#### [TASK PROMPT]
Restate the full set of records exactly, word for word.

::: INFORMATION PROVIDED

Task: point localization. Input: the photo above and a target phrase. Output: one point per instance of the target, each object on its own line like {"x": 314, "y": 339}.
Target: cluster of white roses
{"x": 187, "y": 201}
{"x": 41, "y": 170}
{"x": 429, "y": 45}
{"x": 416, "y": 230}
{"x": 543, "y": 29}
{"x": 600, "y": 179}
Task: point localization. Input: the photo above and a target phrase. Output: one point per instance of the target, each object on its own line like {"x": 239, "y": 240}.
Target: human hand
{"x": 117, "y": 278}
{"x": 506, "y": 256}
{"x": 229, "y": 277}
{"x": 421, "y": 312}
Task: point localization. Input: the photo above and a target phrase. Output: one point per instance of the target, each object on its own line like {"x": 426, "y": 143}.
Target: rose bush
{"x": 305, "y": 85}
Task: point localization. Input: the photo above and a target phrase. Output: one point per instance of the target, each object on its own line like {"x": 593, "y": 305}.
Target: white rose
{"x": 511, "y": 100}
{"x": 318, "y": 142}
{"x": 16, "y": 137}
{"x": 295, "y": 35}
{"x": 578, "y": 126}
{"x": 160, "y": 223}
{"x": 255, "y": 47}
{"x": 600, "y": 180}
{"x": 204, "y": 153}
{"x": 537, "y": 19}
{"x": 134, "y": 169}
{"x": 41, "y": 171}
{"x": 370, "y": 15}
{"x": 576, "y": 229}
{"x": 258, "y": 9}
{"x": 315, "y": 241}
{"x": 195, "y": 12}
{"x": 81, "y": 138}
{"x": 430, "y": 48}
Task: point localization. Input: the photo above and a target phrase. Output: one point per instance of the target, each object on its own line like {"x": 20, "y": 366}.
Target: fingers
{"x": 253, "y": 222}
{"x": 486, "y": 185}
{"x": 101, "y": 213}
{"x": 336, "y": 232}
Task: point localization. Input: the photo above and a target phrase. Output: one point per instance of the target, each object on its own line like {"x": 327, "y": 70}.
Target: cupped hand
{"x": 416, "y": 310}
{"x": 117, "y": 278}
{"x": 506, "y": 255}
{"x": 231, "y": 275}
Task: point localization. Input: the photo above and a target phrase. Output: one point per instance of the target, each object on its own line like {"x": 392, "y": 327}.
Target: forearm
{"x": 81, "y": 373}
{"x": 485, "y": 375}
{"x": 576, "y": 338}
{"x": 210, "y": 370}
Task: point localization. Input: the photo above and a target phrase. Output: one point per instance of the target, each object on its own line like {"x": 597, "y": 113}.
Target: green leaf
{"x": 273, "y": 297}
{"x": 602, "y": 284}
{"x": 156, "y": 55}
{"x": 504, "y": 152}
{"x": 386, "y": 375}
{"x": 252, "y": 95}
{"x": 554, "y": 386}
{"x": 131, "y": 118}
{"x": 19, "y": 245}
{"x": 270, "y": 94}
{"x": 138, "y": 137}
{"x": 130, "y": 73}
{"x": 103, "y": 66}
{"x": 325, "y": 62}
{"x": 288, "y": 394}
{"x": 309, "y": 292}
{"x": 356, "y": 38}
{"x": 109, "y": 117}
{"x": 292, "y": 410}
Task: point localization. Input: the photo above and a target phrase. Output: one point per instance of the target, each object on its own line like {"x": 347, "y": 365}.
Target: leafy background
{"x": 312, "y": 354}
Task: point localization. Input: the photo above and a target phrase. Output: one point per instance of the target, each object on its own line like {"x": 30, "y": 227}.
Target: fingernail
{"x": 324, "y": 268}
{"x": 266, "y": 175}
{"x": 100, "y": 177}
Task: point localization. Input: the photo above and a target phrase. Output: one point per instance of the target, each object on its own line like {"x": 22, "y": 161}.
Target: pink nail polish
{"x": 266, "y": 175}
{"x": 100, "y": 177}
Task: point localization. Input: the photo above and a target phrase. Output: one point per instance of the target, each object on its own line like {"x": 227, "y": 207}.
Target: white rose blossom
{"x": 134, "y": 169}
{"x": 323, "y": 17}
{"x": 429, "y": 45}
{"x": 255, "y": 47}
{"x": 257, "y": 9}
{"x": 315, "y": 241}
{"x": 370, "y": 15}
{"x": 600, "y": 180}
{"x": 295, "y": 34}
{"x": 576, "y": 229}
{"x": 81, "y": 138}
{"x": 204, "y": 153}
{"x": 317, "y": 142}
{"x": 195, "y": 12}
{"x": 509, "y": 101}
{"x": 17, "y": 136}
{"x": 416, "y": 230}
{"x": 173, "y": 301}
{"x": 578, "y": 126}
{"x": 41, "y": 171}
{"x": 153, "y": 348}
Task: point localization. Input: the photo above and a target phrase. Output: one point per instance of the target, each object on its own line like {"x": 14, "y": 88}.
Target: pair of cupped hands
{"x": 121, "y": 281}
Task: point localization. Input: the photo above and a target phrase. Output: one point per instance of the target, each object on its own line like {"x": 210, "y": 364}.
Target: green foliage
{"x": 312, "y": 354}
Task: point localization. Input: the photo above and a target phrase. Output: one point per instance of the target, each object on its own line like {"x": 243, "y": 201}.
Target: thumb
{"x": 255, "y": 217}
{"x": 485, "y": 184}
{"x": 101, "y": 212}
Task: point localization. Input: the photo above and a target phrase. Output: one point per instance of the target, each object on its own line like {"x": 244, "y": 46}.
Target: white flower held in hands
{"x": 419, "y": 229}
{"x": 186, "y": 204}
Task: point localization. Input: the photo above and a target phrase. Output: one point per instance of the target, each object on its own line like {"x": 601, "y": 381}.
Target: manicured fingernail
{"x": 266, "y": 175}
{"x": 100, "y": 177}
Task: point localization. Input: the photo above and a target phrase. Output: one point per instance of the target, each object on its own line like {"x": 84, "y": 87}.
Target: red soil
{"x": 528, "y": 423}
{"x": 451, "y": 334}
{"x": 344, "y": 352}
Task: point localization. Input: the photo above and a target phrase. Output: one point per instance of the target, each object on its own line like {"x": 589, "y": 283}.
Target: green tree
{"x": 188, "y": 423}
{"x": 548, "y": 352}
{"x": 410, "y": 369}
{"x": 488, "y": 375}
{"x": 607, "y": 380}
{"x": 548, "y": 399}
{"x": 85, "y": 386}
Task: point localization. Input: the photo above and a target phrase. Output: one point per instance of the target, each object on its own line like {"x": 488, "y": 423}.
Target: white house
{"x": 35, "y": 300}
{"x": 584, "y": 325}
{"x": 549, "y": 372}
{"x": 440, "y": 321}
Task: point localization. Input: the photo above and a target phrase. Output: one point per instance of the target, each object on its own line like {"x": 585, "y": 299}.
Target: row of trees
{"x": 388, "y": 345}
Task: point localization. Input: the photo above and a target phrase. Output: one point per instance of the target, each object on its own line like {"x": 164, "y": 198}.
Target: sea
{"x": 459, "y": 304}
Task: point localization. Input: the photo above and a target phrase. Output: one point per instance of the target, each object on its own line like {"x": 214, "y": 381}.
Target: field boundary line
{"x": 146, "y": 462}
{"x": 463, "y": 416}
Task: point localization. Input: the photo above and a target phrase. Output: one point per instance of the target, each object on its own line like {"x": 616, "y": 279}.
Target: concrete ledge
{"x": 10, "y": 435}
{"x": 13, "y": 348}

::::::

#### [TASK RESPONSE]
Task: point localization. Input: the photo above and a target phrase. Output: one point per instance of the target, each object on its own line like {"x": 314, "y": 339}.
Target: cluster of white roses
{"x": 187, "y": 201}
{"x": 41, "y": 170}
{"x": 429, "y": 45}
{"x": 416, "y": 230}
{"x": 543, "y": 29}
{"x": 600, "y": 179}
Task: point localization. Input: the photo above and a target phrase. Output: one point per instance of the target, each object on its own line like {"x": 239, "y": 240}.
Target: human hand
{"x": 117, "y": 278}
{"x": 506, "y": 256}
{"x": 229, "y": 277}
{"x": 421, "y": 312}
Task: point localization. Input: the photo above and a target phrase. Output: one point per instance of the target, each object on its own line like {"x": 426, "y": 143}.
Target: rose bush
{"x": 305, "y": 85}
Task: point localization. Input: the photo above and a target phrase. Output: one point per instance of the target, each object on its own line like {"x": 593, "y": 305}.
Target: white rose
{"x": 511, "y": 100}
{"x": 318, "y": 142}
{"x": 16, "y": 137}
{"x": 295, "y": 35}
{"x": 578, "y": 126}
{"x": 160, "y": 223}
{"x": 255, "y": 47}
{"x": 600, "y": 180}
{"x": 204, "y": 153}
{"x": 537, "y": 19}
{"x": 134, "y": 169}
{"x": 41, "y": 171}
{"x": 370, "y": 15}
{"x": 576, "y": 229}
{"x": 258, "y": 9}
{"x": 315, "y": 241}
{"x": 195, "y": 12}
{"x": 81, "y": 138}
{"x": 430, "y": 48}
Task: point localization. Input: the photo above and a target phrase. Output: one point per instance of the target, each object on its own line like {"x": 20, "y": 366}.
Target: fingers
{"x": 253, "y": 222}
{"x": 486, "y": 185}
{"x": 101, "y": 213}
{"x": 336, "y": 232}
Task: point localization. Input: the photo above and a target phrase. Output: one point per instance of the target, each object on its own line like {"x": 327, "y": 70}.
Target: cupped hand
{"x": 416, "y": 310}
{"x": 117, "y": 278}
{"x": 506, "y": 255}
{"x": 231, "y": 275}
Task: point localization. Input: the photo above and a target phrase. Output: one point per instance of the target, each object on its own line like {"x": 392, "y": 327}.
Target: forearm
{"x": 81, "y": 373}
{"x": 485, "y": 375}
{"x": 576, "y": 338}
{"x": 210, "y": 370}
Task: point localization. Input: the photo above and a target phrase. Output: one point per instance of the target, each object on its own line like {"x": 597, "y": 113}.
Target: green leaf
{"x": 273, "y": 297}
{"x": 602, "y": 284}
{"x": 156, "y": 55}
{"x": 504, "y": 152}
{"x": 386, "y": 375}
{"x": 252, "y": 95}
{"x": 554, "y": 386}
{"x": 131, "y": 118}
{"x": 19, "y": 245}
{"x": 270, "y": 94}
{"x": 138, "y": 137}
{"x": 130, "y": 73}
{"x": 103, "y": 66}
{"x": 325, "y": 62}
{"x": 288, "y": 394}
{"x": 309, "y": 292}
{"x": 356, "y": 38}
{"x": 109, "y": 117}
{"x": 292, "y": 410}
Task: point localization. Input: the photo above and a target phrase. Output: one point per instance of the target, each object on its own line like {"x": 347, "y": 365}.
Target: leafy background
{"x": 312, "y": 354}
Task: point localization. Input: the photo above and a target phrase. Output: one point per instance of the target, each object on its own line like {"x": 30, "y": 227}.
Target: fingernail
{"x": 324, "y": 268}
{"x": 266, "y": 175}
{"x": 100, "y": 177}
Task: point localization. Input: the photo above and a target phrase. Output: one point per instance of the target, each object on its own line like {"x": 22, "y": 161}.
Target: pink nail polish
{"x": 266, "y": 175}
{"x": 100, "y": 177}
Task: point localization. Input: the photo above and a target phrase. Output: one point per instance of the target, each object on its own line like {"x": 227, "y": 207}.
Target: white rose blossom
{"x": 134, "y": 169}
{"x": 323, "y": 17}
{"x": 429, "y": 45}
{"x": 255, "y": 47}
{"x": 257, "y": 9}
{"x": 315, "y": 241}
{"x": 370, "y": 15}
{"x": 600, "y": 180}
{"x": 295, "y": 34}
{"x": 576, "y": 229}
{"x": 81, "y": 138}
{"x": 204, "y": 153}
{"x": 317, "y": 142}
{"x": 195, "y": 12}
{"x": 509, "y": 101}
{"x": 17, "y": 136}
{"x": 416, "y": 230}
{"x": 173, "y": 301}
{"x": 578, "y": 126}
{"x": 41, "y": 171}
{"x": 153, "y": 348}
Task: point localization. Input: the photo above and a target phrase. Output: one point per instance of the target, each object on its own line like {"x": 14, "y": 88}.
Target: pair of cupped hands
{"x": 121, "y": 281}
Task: point localization. Input: the photo above and a target phrase. Output: one point per instance of the target, each object on its own line like {"x": 210, "y": 364}.
Target: green foliage
{"x": 312, "y": 354}
Task: point localization. Input: the photo above and a target phrase. Output: one point per instance of the target, each object on its own line like {"x": 243, "y": 201}.
Target: thumb
{"x": 255, "y": 217}
{"x": 485, "y": 184}
{"x": 101, "y": 212}
Task: point localization. Input: the photo above and a target phrase. Output: one point per instance of the target, each object on its own line like {"x": 244, "y": 46}.
Target: white flower held in hands
{"x": 419, "y": 229}
{"x": 186, "y": 204}
Task: point localization. Input: the photo above and a target phrase. Output: one point per instance of the target, each object on its own line like {"x": 601, "y": 381}.
Target: manicured fingernail
{"x": 266, "y": 175}
{"x": 100, "y": 177}
Task: point localization. Input: the photo above and a target phrase. Output: one point per instance of the target, each object on its own line like {"x": 84, "y": 87}.
Target: red soil
{"x": 528, "y": 423}
{"x": 451, "y": 334}
{"x": 344, "y": 352}
Task: point localization. Input: the photo above and a target phrase. Output: one point per instance of the target, each object on its own line like {"x": 589, "y": 283}.
Target: green tree
{"x": 188, "y": 423}
{"x": 548, "y": 352}
{"x": 410, "y": 369}
{"x": 488, "y": 375}
{"x": 607, "y": 380}
{"x": 548, "y": 399}
{"x": 85, "y": 386}
Task: point localization. Input: the photo above and a target phrase. Output: one point per instance of the target, each object on its own line like {"x": 488, "y": 423}.
Target: white house
{"x": 35, "y": 300}
{"x": 584, "y": 325}
{"x": 549, "y": 372}
{"x": 440, "y": 321}
Task: point localization. Input: the photo above and a target phrase. Output: one point per instance of the target, each object on its own line like {"x": 585, "y": 299}.
Target: row of trees
{"x": 388, "y": 345}
Task: point localization. Input: the photo above and a target phrase. Output: one point per instance of the target, each object on its own line like {"x": 164, "y": 198}.
Target: sea
{"x": 459, "y": 304}
Task: point localization. Input: the photo above and a target phrase. Output: one point per instance of the target, each object on its own line like {"x": 214, "y": 381}.
Target: field boundary line
{"x": 146, "y": 462}
{"x": 463, "y": 416}
Task: point localization. Input: the photo above and a target phrase. Output: one point per instance of the target, each object on its own line like {"x": 616, "y": 279}.
Target: concrete ledge
{"x": 10, "y": 435}
{"x": 13, "y": 348}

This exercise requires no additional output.